SOURCE -

-----

The Young Green Briton Challenge (YGBC) is a fantastic action orientated programme, which when delivered through a Pearson Edexcel Project Qualification, is helping schools deliver on their sustainability and climate action plan initiatives, through a recognised and valuable qualification for students.  

What is the Young Green Briton Challenge? 

The Young Green Briton Challenge is a project- based learning programme that nurtures, supports and celebrates youth-led, school-based climate action. This exciting initiative combines climate education with innovation, design, and changemaking. The Challenge empowers students to create local climate action projects, fostering the development of transferable green skills, and for the past three years has been growing in popularity within UK schools.  
 
Each participating school selects a whole year group (typically Key Stage 3) to participate. Students start by exploring real life sustainability topics including biodiversity loss, food, the future of transport, green energy, the circular economy and fast fashion. Students then work in teams to select an issue and design entrepreneurial solutions to address this issue locally.  These could be community projects, products, awareness campaigns or even mini businesses. The most promising teams go on to put their ideas into action, creating real change in their communities. One team from each school has the opportunity to enter the National Challenge, showcasing their ideas at a regional event in the summer term.  
 
YGBC is accredited by the Skills Builder Partnership and aligned with Gatsby Benchmarks 4 and 5, supporting students to develop key employability skills through project-based learning. ​​​ 

Learn more about the Skills Builder Partnership

Project Qualifications provide teachers with the opportunity to accredit project-based activities taking place in their centre. They are accessible to students typically aged between 11 and 16 years old and can be submitted through three distinct routes: a report, a performance, or an artefact.  

Wherever an individual or team project is taking place, a project qualification can be used to capture this activity, to award students with a formal qualification that recognises their engagement in project based climate action activity, be it in curriculum time or through extracurricular activity. For many students, a project qualification is their first opportunity to take a formal qualification and a great way to prepare them for any GCSE or vocational courses that lie ahead.  

The Young Green Briton Challenge is a nationally coordinated programme delivering a project- based school opportunity which is perfectly aligned to the Pearson Edexcel Project qualification submission requirements for either the Level 1 Foundation Project Qualification or the Level 2 Higher Project Qualification. As a carefully planned and sequenced programme, the YGBC provides the necessary opportunities needed for students to capture the evidence requirements for a Pearson Edexcel Project Qualification.

-----

MATERIAL PROVIDED -
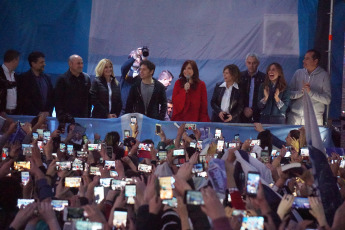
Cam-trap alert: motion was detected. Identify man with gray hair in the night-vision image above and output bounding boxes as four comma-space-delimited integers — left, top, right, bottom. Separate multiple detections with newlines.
55, 54, 91, 120
240, 53, 265, 123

-----

REQUESTS -
[1] In the Young Green Briton Challenge text, which key stage is typically chosen when a school selects a whole year group to take part?
[2] Please quote the Young Green Briton Challenge text between "Learn more about" and "or an artefact.", inclusive.

FULL SOLUTIONS -
[1] Key Stage 3.

[2]
Learn more about the Skills Builder Partnership

Project Qualifications provide teachers with the opportunity to accredit project-based activities taking place in their centre. They are accessible to students typically aged between 11 and 16 years old and can be submitted through three distinct routes: a report, a performance, or an artefact.